** Begin **
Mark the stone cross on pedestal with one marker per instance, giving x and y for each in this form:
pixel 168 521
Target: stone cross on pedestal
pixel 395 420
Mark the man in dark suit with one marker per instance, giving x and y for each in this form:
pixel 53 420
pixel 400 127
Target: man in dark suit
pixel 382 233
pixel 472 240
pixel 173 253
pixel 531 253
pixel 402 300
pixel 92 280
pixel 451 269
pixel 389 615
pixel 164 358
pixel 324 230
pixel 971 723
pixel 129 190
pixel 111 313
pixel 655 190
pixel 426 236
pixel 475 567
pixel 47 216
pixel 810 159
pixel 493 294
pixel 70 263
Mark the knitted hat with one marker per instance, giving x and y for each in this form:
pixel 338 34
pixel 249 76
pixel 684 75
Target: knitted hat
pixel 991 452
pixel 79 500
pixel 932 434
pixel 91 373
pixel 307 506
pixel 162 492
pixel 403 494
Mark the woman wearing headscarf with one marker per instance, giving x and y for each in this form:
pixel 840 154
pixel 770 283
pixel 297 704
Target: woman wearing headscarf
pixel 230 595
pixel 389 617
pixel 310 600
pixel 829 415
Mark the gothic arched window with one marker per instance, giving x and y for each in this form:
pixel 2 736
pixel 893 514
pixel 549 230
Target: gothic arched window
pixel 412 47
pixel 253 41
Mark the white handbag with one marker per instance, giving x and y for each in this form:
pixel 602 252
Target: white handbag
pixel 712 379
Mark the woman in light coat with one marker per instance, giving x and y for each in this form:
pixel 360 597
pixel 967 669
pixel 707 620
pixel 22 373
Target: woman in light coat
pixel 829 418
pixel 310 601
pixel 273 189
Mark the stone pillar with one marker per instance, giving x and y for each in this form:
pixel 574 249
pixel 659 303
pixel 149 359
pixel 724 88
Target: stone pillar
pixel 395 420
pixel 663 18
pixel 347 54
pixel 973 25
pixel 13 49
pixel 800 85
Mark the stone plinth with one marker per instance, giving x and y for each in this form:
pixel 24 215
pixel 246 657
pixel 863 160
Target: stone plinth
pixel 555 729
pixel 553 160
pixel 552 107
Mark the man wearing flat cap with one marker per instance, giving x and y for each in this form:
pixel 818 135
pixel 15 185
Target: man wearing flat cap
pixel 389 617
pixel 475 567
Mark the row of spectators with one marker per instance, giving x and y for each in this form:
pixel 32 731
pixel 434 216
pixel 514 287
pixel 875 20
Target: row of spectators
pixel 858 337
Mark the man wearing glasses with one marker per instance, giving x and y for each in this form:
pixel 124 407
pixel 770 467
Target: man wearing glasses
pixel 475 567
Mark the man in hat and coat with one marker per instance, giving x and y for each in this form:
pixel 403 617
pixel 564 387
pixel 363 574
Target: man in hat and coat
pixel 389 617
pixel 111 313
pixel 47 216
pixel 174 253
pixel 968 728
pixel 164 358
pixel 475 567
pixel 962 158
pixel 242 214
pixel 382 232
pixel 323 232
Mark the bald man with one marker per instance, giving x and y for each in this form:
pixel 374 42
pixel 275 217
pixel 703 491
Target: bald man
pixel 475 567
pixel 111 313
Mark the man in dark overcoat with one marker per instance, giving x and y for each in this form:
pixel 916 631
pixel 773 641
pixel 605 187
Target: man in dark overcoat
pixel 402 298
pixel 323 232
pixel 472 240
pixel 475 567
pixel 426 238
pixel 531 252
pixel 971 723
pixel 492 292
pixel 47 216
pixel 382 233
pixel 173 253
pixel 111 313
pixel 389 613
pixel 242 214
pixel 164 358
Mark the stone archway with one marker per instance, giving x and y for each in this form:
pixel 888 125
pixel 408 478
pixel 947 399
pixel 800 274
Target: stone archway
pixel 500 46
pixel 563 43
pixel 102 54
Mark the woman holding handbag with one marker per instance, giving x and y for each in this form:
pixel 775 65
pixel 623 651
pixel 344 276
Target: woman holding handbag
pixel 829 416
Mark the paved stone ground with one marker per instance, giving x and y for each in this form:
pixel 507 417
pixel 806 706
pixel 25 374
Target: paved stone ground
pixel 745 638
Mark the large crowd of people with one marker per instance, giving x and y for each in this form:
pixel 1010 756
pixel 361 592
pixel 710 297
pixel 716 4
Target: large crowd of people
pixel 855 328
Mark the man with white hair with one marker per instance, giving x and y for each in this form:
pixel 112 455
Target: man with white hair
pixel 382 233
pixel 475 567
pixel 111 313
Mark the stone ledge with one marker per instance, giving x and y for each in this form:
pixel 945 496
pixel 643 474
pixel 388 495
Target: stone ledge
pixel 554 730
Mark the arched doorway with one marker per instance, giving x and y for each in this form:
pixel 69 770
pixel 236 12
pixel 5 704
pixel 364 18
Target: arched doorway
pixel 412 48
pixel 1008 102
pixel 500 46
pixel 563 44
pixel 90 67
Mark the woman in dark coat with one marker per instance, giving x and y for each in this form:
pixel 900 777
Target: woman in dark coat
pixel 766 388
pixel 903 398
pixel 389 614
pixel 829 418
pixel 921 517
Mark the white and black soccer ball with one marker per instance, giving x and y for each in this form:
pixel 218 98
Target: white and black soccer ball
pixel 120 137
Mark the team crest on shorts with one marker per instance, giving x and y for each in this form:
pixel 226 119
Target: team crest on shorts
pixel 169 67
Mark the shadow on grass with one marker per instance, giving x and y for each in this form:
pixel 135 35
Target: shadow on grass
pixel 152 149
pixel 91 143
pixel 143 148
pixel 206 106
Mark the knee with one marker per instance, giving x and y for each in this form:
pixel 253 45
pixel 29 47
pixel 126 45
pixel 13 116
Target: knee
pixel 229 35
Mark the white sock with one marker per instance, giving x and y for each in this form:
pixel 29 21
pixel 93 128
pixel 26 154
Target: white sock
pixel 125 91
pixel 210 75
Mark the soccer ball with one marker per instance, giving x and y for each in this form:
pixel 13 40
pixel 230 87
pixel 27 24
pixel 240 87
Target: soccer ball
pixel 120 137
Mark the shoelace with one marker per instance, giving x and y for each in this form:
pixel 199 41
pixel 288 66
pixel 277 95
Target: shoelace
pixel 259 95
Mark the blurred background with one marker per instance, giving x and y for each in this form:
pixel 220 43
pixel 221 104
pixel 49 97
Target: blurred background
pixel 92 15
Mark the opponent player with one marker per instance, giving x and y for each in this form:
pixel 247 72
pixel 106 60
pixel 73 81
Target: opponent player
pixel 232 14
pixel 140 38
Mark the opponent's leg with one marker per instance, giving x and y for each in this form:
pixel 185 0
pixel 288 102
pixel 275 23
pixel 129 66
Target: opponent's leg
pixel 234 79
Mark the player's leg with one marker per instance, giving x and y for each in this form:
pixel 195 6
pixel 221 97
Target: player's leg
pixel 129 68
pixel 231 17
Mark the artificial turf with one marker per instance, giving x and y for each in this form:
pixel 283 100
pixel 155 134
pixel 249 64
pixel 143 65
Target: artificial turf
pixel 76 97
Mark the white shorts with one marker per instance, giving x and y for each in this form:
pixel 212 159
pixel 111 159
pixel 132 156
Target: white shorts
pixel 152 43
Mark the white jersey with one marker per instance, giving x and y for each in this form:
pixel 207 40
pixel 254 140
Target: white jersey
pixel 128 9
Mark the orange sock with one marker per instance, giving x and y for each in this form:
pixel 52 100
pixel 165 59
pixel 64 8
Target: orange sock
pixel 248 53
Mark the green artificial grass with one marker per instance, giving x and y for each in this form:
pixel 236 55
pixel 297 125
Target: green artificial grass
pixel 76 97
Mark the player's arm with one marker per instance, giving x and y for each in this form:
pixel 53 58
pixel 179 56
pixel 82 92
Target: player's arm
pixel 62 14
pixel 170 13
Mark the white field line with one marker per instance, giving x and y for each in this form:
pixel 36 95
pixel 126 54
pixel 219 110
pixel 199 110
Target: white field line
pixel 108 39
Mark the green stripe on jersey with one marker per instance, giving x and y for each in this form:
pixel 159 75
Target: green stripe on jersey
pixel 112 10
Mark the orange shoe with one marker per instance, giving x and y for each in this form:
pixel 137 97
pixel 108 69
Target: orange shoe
** End **
Please print, word for word, every line from the line with "Mark the team" to the line with "pixel 231 17" above, including both of those lines.

SOLUTION BELOW:
Mark the team crest on shorts with one marker per instance, giving x and y for each in this form:
pixel 226 119
Target: team crest on shorts
pixel 169 67
Mark the shadow on grass with one marker per instance, giving x and y for each in this form:
pixel 135 35
Target: shadow on grass
pixel 152 149
pixel 91 143
pixel 143 148
pixel 206 106
Mark the knee with one marker per instance, giving x and y for each in this form:
pixel 253 45
pixel 29 47
pixel 126 45
pixel 13 116
Target: knee
pixel 229 35
Mark the white sock with one marker per instance, giving x and y for each in this form:
pixel 29 21
pixel 93 128
pixel 26 154
Target: white sock
pixel 125 91
pixel 210 75
Mark the soccer ball with one marker per instance, giving x and y for each in this form:
pixel 13 40
pixel 230 87
pixel 27 24
pixel 240 87
Target: soccer ball
pixel 120 137
Mark the shoelace with one marker per instance, giving x and y for each in this form:
pixel 199 41
pixel 288 66
pixel 277 95
Target: shoelace
pixel 259 95
Mark the blurred background with one marker per instance, giving x and y for each in this form:
pixel 220 43
pixel 221 104
pixel 49 97
Target: blurred background
pixel 92 15
Mark the opponent player with one marker per instance, giving x and y for each in this form:
pixel 247 72
pixel 106 60
pixel 73 81
Target: opponent player
pixel 232 14
pixel 140 38
Mark the opponent's leg with one marker per instance, giving x and y for each in this form:
pixel 185 0
pixel 288 102
pixel 275 23
pixel 129 66
Target: opponent's leg
pixel 234 79
Mark the player's leg with one marker per instance, giving x and y for each in this form:
pixel 195 6
pixel 221 97
Target: player's leg
pixel 129 68
pixel 231 17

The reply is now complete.